• _Work request A_: Repeat the part of the comments about getting older from "Wonder how I’ll" to "of pithy gems!", word for word.
• _Work request B_: Carry on the comments about getting older, picking up right after the last one shown.

For the past couple of years, my focus has shifted away from my peers to what I understand to be my role models–lovely, elegant, adult ladies who have traded in naturally smoothed-down hair for artful beauty and style. I guess it goes to show you that I am hung up on beauty somehow, but I guess I favor cultivated growth over raw, natural materials.
Wonder how I’ll feel in five years…
“puberty took my youth away” is the great comment in the history of comments.
it’s really true. RCH is full of pithy gems!
call this number on Monday (503) 768-7341 and ask for Nikki. The library can set your page up for you. It is a service that the library offers.
amazing! THANK YOU!
I am 34 and also a bit stuck on the topic of age, death, and deterioration. This is because (though I am still pretty youthful) I kind of feel like shit half the time. And I also can’t stay up late, drink, or ride in cars (without the proper balance of food/water/sleep beforehand). I don’t like it, but that’s the way it is.
It is hard for me to take a man’s criticism of age-talk seriously because he is not living with these crazy fucking hormonal changes that feel a lot like your body is either begging you to have a child or punishing you if you decide not to. This shit is real! It’s like I’m waiting for a fever to break.
I also think that being 34 makes me feel like I’m really close to aging out of the job market and that I’d better get my shit together soon if I ever want to do anything interesting in my life (for money). Hopefully I am wrong about this.
Anyway, this is a very long way of saying: please don’t stop writing about your weird feelings about getting old! I’d much rather hear it from someone real like yourself than from a ladies mag trying to sell “age-defying cream,” or whatever.
I guess I am not thirty-four yet, but well on my way.
What is difficult for me when you speak of your aging body is that I know you and from my perspective you have great genes and a lot of youth left. You talk of your saggy ass and I can’t help but be “OMG, she has NO idea!”. Some of us start with saggy asses at the age of eleven. As much as I deeply love you, it’s too much to take sometimes.

• _Dataset content_:
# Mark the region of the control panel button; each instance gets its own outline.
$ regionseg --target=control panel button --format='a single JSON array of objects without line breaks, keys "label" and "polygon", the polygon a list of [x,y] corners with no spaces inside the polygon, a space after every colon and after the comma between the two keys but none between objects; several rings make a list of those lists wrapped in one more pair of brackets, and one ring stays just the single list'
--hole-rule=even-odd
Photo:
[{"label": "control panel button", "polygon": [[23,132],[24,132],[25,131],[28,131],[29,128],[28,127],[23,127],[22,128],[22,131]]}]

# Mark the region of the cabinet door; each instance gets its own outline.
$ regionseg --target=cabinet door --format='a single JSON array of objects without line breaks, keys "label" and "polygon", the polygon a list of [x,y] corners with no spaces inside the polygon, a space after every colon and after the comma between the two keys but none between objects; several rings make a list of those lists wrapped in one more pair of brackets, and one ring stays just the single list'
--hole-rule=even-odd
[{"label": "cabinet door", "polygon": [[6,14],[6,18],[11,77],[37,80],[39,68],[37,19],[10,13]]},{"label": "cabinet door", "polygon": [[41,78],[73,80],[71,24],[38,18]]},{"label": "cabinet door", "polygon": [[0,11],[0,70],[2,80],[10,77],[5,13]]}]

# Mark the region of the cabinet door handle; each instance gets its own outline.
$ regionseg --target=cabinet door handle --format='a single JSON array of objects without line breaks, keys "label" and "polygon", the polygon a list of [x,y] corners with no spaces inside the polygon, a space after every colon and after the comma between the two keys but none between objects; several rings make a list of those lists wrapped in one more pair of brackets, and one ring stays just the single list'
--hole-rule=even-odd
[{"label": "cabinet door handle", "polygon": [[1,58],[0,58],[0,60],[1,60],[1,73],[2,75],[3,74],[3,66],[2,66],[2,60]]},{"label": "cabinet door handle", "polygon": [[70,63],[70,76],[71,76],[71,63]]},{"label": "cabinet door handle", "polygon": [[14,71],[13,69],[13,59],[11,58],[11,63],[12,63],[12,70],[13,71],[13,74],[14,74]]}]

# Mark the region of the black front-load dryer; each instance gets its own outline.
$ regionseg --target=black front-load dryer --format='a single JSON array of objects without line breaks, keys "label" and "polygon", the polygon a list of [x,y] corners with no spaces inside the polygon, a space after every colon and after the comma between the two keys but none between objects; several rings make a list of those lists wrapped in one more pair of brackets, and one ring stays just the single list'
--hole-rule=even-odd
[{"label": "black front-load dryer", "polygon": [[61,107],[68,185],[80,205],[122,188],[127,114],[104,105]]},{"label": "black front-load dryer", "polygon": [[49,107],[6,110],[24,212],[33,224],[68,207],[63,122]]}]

• _Answer A_:
Wonder how I’ll feel in five years…
“puberty took my youth away” is the great comment in the history of comments.
it’s really true. RCH is full of pithy gems!

• _Answer B_:
I don’t feel old. I feel like I am aging, but I am really into it. To me it’s a beautiful thing. So many things I used to care about are now no big deal. I felt frumpy as a twenty year-old and now as a thirty year-old I have moments where I am like “Hey… I’m doing all right.”. I just don’t feel like talking with friends about how old we are getting all the way up to fifty and then after fifty just being old.
Some of my friends are in their late forties and when I hang out with them I am not scared. There is still so much life to live, so much stuff to do, so many new friends to make. It’s not all about joint pain and going to bed early. This could very likely be a phase of your life, you know? Like maybe in a not so distant future you’ll have a job and life that will make you attend fancy events where you have to dress pretty and stay up late.
I love you.
Happy birthday!
“have passed through Baby Fever and now am just exhausted/vaguely grossed out by whole concept of babies”
Same here. It’s weird to feel yourself choose to be a minority, and know that you are setting yourself up for a lifetime of most people feeling vaguely sorry for you or something. I really do not want any kids, though! And since my wife is even more passionate about not having them than I am, it’s pretty much case closed.
T.S., KIDS!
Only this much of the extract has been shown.